## Start Records to use

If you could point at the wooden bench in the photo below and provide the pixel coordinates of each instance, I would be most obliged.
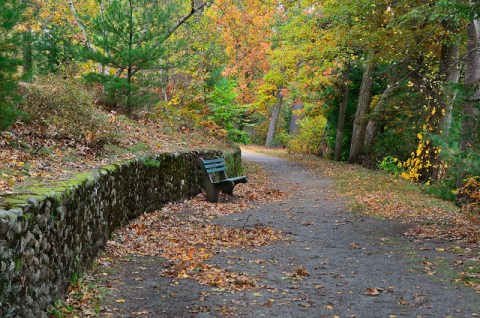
(216, 180)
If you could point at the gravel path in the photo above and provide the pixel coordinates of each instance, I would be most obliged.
(357, 266)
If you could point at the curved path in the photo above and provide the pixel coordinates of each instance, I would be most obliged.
(357, 266)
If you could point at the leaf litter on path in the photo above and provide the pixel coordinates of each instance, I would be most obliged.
(186, 235)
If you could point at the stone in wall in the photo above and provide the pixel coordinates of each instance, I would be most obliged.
(46, 239)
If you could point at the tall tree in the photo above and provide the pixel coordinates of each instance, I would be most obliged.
(360, 122)
(470, 111)
(10, 15)
(131, 35)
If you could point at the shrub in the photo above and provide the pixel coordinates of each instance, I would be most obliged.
(468, 197)
(67, 110)
(390, 165)
(8, 115)
(309, 135)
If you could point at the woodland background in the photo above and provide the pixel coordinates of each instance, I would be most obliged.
(389, 84)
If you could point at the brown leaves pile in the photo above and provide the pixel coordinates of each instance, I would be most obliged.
(184, 234)
(31, 153)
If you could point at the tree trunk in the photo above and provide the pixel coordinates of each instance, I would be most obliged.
(130, 66)
(372, 125)
(272, 127)
(296, 107)
(360, 124)
(450, 73)
(27, 69)
(344, 91)
(469, 130)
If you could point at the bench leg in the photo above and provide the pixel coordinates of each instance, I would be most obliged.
(212, 195)
(228, 190)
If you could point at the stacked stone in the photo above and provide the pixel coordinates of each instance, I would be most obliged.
(47, 240)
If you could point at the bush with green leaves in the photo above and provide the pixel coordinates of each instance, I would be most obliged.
(10, 15)
(225, 112)
(67, 109)
(309, 135)
(390, 165)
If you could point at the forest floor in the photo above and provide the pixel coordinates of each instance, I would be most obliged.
(34, 155)
(304, 238)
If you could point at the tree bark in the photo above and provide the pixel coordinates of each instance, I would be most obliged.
(297, 106)
(469, 130)
(272, 127)
(27, 69)
(360, 123)
(344, 91)
(450, 73)
(372, 125)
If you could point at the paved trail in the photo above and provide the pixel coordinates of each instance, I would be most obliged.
(349, 258)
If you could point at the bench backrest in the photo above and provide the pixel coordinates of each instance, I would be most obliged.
(214, 166)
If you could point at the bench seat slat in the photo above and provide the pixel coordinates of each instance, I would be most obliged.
(216, 160)
(215, 165)
(215, 170)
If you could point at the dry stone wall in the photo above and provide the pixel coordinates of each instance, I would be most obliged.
(49, 236)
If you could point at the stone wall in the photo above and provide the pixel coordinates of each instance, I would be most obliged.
(51, 234)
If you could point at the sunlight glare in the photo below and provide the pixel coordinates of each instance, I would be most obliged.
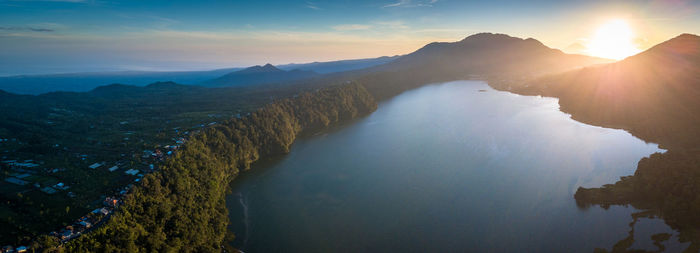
(613, 40)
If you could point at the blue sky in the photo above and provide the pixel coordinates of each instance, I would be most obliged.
(53, 36)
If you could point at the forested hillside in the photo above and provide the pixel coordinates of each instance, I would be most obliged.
(181, 207)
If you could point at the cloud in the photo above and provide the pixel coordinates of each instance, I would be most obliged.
(411, 3)
(394, 25)
(33, 29)
(65, 1)
(351, 27)
(312, 6)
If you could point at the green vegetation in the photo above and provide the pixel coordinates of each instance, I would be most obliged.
(64, 133)
(181, 208)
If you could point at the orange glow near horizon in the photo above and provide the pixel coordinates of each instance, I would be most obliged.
(613, 40)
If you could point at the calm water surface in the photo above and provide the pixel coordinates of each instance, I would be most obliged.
(447, 167)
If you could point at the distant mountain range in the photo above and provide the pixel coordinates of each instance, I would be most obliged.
(259, 75)
(38, 84)
(654, 94)
(484, 56)
(339, 66)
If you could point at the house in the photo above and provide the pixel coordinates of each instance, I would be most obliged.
(16, 181)
(7, 248)
(66, 234)
(103, 211)
(111, 201)
(48, 190)
(85, 224)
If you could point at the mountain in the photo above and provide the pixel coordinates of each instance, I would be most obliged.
(653, 94)
(575, 48)
(339, 66)
(501, 59)
(487, 54)
(259, 75)
(38, 84)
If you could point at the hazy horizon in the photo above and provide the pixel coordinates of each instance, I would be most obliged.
(63, 36)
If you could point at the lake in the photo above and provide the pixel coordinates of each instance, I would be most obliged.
(449, 167)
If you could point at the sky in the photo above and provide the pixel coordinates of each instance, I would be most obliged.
(58, 36)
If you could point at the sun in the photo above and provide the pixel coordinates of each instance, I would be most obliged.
(613, 40)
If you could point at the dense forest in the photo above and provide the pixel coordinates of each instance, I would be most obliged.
(181, 208)
(654, 96)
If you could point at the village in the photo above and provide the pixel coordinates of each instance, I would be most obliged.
(28, 175)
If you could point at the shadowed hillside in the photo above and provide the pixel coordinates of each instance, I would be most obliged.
(480, 56)
(259, 75)
(653, 95)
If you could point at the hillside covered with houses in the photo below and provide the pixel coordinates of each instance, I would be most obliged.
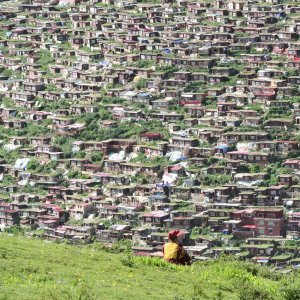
(126, 119)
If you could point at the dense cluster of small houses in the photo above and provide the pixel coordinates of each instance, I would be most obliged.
(208, 89)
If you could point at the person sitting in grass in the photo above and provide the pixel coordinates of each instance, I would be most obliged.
(174, 252)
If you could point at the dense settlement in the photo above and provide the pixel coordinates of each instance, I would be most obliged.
(126, 119)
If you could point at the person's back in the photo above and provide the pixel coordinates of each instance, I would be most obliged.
(171, 252)
(174, 252)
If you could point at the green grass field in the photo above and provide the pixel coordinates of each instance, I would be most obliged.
(36, 269)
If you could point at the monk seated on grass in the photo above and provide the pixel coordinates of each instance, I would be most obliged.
(174, 252)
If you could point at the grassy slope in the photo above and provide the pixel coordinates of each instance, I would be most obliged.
(34, 269)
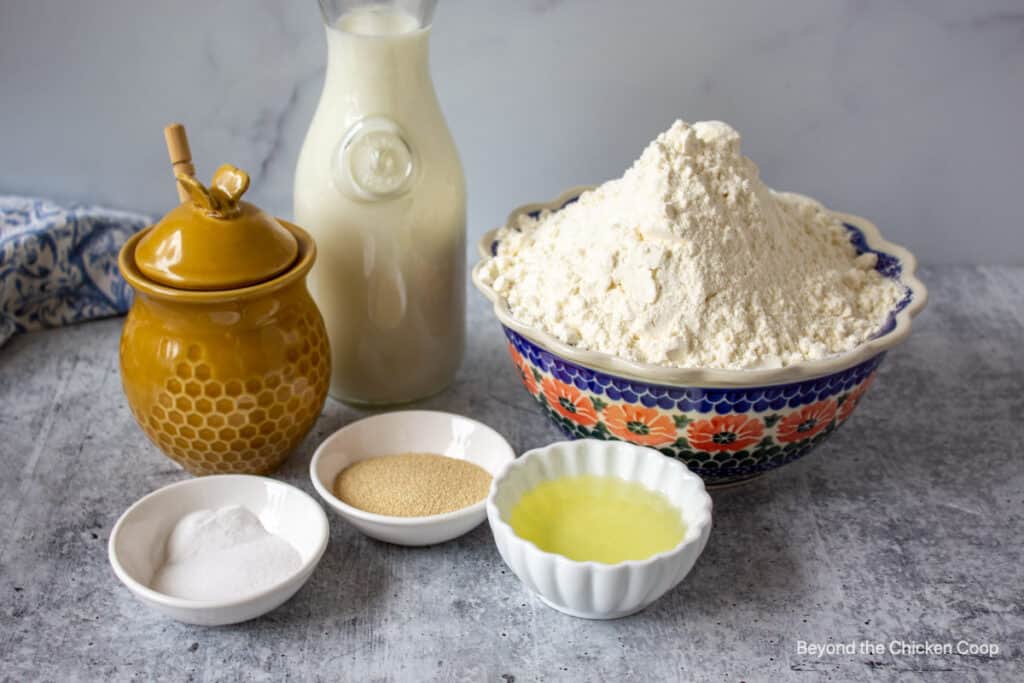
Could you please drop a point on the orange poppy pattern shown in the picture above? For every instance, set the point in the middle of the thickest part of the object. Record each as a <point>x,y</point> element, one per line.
<point>568,401</point>
<point>846,410</point>
<point>725,432</point>
<point>806,422</point>
<point>640,425</point>
<point>525,372</point>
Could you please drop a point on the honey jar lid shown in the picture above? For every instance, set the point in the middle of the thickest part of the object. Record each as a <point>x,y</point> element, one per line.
<point>214,241</point>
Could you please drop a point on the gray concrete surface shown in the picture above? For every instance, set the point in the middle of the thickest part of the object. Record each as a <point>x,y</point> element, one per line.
<point>905,526</point>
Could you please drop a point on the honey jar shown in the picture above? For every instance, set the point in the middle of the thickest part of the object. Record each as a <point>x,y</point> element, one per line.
<point>224,357</point>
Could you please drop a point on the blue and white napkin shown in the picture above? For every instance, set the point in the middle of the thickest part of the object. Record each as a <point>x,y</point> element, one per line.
<point>58,264</point>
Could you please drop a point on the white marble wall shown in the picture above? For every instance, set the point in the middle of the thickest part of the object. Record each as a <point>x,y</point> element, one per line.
<point>908,113</point>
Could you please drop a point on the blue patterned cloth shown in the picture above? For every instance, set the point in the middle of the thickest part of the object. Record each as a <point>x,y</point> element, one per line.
<point>58,264</point>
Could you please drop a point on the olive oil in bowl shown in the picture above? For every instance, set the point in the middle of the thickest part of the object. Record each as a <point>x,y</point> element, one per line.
<point>598,518</point>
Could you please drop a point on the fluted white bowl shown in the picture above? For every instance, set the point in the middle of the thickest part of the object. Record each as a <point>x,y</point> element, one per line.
<point>596,590</point>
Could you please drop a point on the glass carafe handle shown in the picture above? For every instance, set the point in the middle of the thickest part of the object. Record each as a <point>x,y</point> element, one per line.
<point>375,161</point>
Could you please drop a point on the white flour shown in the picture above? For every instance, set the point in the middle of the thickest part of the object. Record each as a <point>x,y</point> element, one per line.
<point>689,260</point>
<point>223,554</point>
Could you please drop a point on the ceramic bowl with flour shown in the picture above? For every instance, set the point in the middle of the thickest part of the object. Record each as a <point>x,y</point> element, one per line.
<point>792,308</point>
<point>726,425</point>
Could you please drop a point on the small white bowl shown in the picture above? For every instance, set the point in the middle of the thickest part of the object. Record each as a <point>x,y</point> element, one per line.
<point>596,590</point>
<point>138,540</point>
<point>409,431</point>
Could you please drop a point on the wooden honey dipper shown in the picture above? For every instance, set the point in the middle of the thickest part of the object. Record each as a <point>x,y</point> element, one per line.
<point>177,150</point>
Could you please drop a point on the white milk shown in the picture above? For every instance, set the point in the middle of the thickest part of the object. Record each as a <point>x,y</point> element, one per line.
<point>380,186</point>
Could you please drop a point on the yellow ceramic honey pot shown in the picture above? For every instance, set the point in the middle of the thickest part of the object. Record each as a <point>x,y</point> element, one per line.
<point>224,358</point>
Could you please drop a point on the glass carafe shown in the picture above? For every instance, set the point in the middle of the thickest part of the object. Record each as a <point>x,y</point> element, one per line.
<point>380,186</point>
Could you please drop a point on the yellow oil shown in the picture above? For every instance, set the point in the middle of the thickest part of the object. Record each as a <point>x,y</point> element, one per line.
<point>598,518</point>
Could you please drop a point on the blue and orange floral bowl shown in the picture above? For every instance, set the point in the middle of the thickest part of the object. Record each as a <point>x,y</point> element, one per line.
<point>726,425</point>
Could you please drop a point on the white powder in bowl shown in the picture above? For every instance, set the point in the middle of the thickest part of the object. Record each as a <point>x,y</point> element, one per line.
<point>689,261</point>
<point>225,554</point>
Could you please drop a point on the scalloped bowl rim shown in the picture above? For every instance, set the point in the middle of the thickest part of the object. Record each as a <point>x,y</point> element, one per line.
<point>713,377</point>
<point>695,529</point>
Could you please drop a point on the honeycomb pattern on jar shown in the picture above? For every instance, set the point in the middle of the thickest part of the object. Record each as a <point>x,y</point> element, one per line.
<point>250,424</point>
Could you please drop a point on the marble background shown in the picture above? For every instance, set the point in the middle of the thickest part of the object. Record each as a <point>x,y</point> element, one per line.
<point>907,113</point>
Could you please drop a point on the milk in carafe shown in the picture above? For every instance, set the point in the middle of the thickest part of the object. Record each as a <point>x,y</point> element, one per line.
<point>380,186</point>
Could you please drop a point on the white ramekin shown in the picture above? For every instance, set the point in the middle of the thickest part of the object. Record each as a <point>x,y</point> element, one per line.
<point>138,539</point>
<point>409,431</point>
<point>595,590</point>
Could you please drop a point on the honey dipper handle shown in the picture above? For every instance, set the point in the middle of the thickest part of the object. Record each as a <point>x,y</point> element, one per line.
<point>177,150</point>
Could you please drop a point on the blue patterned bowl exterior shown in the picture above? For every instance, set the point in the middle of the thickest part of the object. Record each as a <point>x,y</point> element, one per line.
<point>724,435</point>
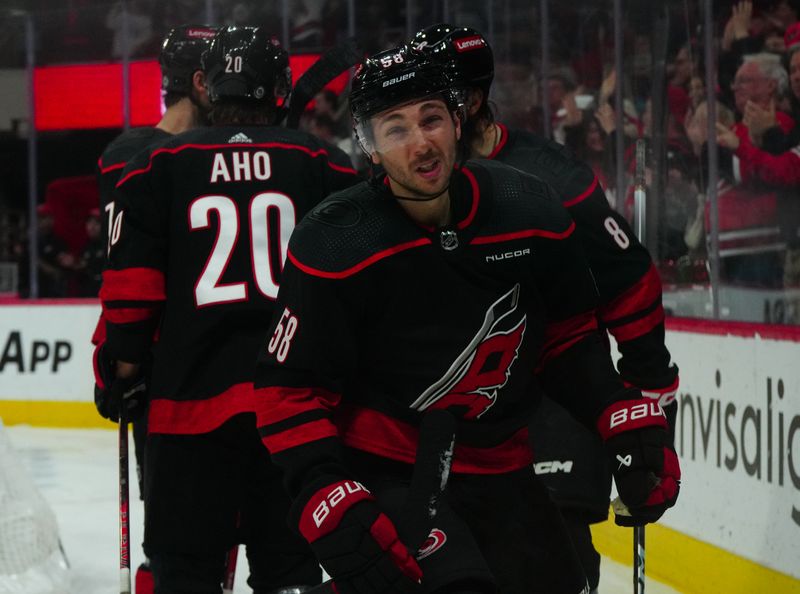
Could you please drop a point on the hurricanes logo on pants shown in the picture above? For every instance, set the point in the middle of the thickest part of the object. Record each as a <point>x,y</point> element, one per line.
<point>483,367</point>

## End Records to use

▶ **What to work on**: Write down exactly the lines running from the line with "Could you please drop a point on the honey dipper" through the end of the material, both ends included, and none of the pictures.

▶ **Answer to the task**:
Could you please drop a point on the honey dipper handle shown in the picture above? For every instance, set the point in the middle of the thickest part of the object. Record each as a <point>x,y</point> element, one per line.
<point>177,150</point>
Could you please drop a point on the blue patterned bowl exterior shown in the picture above? For every instance, set the point in the middle of the thickest part of the object. Record each as a <point>x,y</point> element, one per line.
<point>724,435</point>
Could you please drop a point on the hurricanes logo on pants shown in the picture above? For every instance, set the point in the middle of the thickest part of the object. Record each as a <point>x,y</point> element, one per line.
<point>483,367</point>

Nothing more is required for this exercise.